*SEITE*
********************
Die Schweizer Grossbank Credit Suisse kam wegen mehreren grossen internationalen Korruptionsfällen ins Visier der Schweizer Finanzmarktaufsicht Finma. Es sind lediglich Ermittlungen, keine Sanktionen. Ausser Spesen also nichts gewesen? Zwei kritische Beobachter der Bankenwelt äussern sich.
Am Montag gab die Eidgenössische Finanzmarktaufsicht Finma bekannt, sie habe zwei Verfahren gegen die Credit Suisse AG abgeschlossen. Dabei ging es um die Jahre 2006 bis 2016.
"Im ersten Verfahren stellte sie Mängel bei der Einhaltung der Sorgfaltspflichten im Bereich der Geldwäschereibekämpfung fest", schreibt die Finma in einer Mitteilung. Das Fehlverhalten der Grossbank stehe im Kontext von mutmasslichen Korruptionsfällen rund um den internationalen Fussballverband Fifa, den brasilianischen Ölkonzern Petrobras und den venezolanischen Ölkonzern PDVSA.
********************
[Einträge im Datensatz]
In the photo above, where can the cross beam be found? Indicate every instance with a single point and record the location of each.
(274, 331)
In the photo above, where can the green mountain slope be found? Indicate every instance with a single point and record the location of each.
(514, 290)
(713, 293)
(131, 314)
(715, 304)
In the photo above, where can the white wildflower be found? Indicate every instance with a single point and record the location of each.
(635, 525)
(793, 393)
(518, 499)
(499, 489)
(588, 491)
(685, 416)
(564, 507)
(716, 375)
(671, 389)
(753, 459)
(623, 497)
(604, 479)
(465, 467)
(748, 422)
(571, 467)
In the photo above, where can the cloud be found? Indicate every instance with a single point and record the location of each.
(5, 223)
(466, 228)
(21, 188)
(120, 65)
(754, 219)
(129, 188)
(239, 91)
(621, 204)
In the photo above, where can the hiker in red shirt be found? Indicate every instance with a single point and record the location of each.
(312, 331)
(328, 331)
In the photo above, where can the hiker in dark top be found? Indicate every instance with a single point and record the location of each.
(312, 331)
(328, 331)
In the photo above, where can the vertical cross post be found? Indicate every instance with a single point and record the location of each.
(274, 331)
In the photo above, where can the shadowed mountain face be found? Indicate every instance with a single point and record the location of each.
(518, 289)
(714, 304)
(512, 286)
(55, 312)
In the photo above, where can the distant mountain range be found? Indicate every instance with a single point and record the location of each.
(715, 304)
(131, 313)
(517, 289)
********************
*DIE AUFGABE*
Schreib den Text über die Finma-Verfahren gegen die Credit Suisse weiter, direkt nach seinem letzten Satz.

*DAS ERGEBNIS*
Im zweiten Verfahren ging es um eine für die Bank bedeutende Geschäftsbeziehung mit einer politisch exponierten Person (PEP), deren Identität nicht bekanntgegeben wurde.
Finma ordnet weitere Massnahmen an
Die Finma hält fest, die Credit Suisse habe seit 2015 mehrere Massnahmen ergriffen, um den Kampf gegen die Geldwäscherei zu verstärken. Trotz der "teilweise substantiellen Verbesserungen" ordnet die Finma jedoch zusätzliche Massnahmen "zur Wiederherstellung des ordnungsgemässen Zustands" an.
Dazu werde die Finma "einen Prüfbeauftragten einsetzen, der die vollständige Umsetzung dieser und der weiteren seit 2015 eingeleiteten Massnahmen sowie deren Angemessenheit und Wirksamkeit überprüfen wird".
In einer Mitteilung anerkennt die Credit Suisse die Schlussfolgerungen der Finma. Die Grossbank unterstrich auch, dass die Verfahren "zu keiner Busse, Gewinnrückführung oder Einschränkung der kommerziellen Aktivitäten" geführt hätten.
"Finma wachsamer geworden"
Viel Aufhebens um nichts, also? "Erschreckend oder beunruhigend ist, dass gerade auch bei systemisch wichtigen Banken [too big to fail] die Sorgfalts- und Meldepflichten nicht so erfüllt werden, wie sie nach dem Gesetz sein sollten", sagt Martin Hilti, Geschäftsführer von Transparency International Schweiz.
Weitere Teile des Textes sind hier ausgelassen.